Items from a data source
- - - - -
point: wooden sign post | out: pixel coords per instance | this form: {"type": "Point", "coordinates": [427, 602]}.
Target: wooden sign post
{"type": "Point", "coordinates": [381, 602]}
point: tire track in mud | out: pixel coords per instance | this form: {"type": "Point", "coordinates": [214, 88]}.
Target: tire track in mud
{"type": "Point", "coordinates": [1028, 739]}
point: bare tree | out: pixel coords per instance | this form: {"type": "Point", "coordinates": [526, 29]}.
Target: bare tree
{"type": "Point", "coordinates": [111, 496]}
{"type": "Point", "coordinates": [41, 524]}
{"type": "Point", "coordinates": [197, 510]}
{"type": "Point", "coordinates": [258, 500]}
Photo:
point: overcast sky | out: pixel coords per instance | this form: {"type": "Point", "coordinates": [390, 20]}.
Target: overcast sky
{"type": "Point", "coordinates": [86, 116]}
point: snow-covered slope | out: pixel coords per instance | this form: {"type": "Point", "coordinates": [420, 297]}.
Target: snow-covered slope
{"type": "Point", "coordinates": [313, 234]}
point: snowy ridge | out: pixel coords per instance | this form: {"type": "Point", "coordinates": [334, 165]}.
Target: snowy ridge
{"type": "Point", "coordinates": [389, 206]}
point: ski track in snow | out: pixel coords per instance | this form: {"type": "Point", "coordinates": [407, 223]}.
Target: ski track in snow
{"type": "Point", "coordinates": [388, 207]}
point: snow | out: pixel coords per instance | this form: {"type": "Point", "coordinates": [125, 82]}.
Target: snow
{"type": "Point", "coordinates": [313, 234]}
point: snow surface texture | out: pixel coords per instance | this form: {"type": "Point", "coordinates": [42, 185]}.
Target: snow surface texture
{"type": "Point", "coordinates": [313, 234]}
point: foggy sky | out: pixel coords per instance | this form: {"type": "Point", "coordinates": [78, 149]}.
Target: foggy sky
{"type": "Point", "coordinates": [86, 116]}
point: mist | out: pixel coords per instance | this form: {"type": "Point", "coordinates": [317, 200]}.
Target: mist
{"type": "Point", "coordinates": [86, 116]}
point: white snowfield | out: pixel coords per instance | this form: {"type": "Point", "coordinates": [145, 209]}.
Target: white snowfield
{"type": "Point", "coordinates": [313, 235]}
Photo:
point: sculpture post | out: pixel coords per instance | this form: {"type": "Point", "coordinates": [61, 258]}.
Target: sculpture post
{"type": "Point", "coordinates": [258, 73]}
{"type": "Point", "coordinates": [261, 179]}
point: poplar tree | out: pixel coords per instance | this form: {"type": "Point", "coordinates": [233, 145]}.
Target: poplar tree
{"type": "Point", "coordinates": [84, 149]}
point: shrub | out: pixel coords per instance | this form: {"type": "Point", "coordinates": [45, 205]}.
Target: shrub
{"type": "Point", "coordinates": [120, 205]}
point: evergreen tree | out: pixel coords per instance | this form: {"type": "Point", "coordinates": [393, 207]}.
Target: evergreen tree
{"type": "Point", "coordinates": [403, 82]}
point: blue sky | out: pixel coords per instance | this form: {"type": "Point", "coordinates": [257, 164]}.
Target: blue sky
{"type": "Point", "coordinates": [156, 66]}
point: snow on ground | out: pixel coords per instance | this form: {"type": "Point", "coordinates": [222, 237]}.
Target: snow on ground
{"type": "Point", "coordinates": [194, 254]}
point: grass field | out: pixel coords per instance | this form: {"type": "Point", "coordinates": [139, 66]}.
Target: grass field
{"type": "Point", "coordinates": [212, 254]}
- - - - -
§ **What is required**
Give every entry back unchanged. Leave none out.

§ **Expected answer**
point: wooden sign post | out: pixel coords per instance | this form: {"type": "Point", "coordinates": [427, 602]}.
Target: wooden sign post
{"type": "Point", "coordinates": [381, 602]}
point: tire track in mud | out: pixel coords per instance | this form: {"type": "Point", "coordinates": [214, 88]}.
Target: tire track in mud
{"type": "Point", "coordinates": [1028, 739]}
point: bare tree | out: pixel coords per instance | this form: {"type": "Point", "coordinates": [526, 29]}.
Target: bare tree
{"type": "Point", "coordinates": [111, 496]}
{"type": "Point", "coordinates": [41, 524]}
{"type": "Point", "coordinates": [197, 510]}
{"type": "Point", "coordinates": [258, 500]}
Photo:
point: overcast sky | out: pixel coords per instance | this form: {"type": "Point", "coordinates": [390, 20]}.
Target: overcast sky
{"type": "Point", "coordinates": [86, 116]}
point: snow-covered slope | out: pixel coords per instance | this form: {"type": "Point", "coordinates": [420, 297]}.
Target: snow-covered slope
{"type": "Point", "coordinates": [313, 234]}
point: snowy ridge | out: pixel coords per instance | this form: {"type": "Point", "coordinates": [334, 165]}.
Target: snowy ridge
{"type": "Point", "coordinates": [389, 206]}
point: ski track in snow | out: pixel coords per instance | this form: {"type": "Point", "coordinates": [407, 223]}.
Target: ski track in snow
{"type": "Point", "coordinates": [388, 207]}
point: snow | out: pixel coords per instance | this form: {"type": "Point", "coordinates": [125, 82]}.
Target: snow
{"type": "Point", "coordinates": [313, 234]}
point: snow surface texture | out: pixel coords per instance | this form: {"type": "Point", "coordinates": [42, 185]}.
Target: snow surface texture
{"type": "Point", "coordinates": [313, 234]}
point: foggy sky | out: pixel coords per instance | this form: {"type": "Point", "coordinates": [78, 149]}.
Target: foggy sky
{"type": "Point", "coordinates": [86, 116]}
point: mist | out: pixel coords per instance | this form: {"type": "Point", "coordinates": [317, 200]}.
Target: mist
{"type": "Point", "coordinates": [86, 116]}
point: white snowfield | out: pixel coords per instance | this form: {"type": "Point", "coordinates": [145, 209]}.
Target: white snowfield
{"type": "Point", "coordinates": [313, 235]}
Photo:
point: sculpture post | out: pixel coords per instance | this form: {"type": "Point", "coordinates": [61, 258]}.
Target: sculpture post
{"type": "Point", "coordinates": [258, 73]}
{"type": "Point", "coordinates": [261, 179]}
point: poplar tree | out: pixel coords per instance | this form: {"type": "Point", "coordinates": [233, 145]}.
Target: poplar tree
{"type": "Point", "coordinates": [84, 149]}
point: shrub | out: pixel coords per instance | this form: {"type": "Point", "coordinates": [45, 205]}.
Target: shrub
{"type": "Point", "coordinates": [120, 205]}
point: evergreen tree | out: pixel coords per instance | this form: {"type": "Point", "coordinates": [393, 207]}.
Target: evergreen tree
{"type": "Point", "coordinates": [403, 82]}
point: blue sky | out: pixel coords per instance | this form: {"type": "Point", "coordinates": [257, 164]}.
Target: blue sky
{"type": "Point", "coordinates": [156, 66]}
point: snow on ground | out: pixel coords per instance | this form: {"type": "Point", "coordinates": [222, 237]}.
Target: snow on ground
{"type": "Point", "coordinates": [194, 254]}
point: grass field | out: pixel coords per instance | this form: {"type": "Point", "coordinates": [139, 66]}.
Target: grass field
{"type": "Point", "coordinates": [212, 254]}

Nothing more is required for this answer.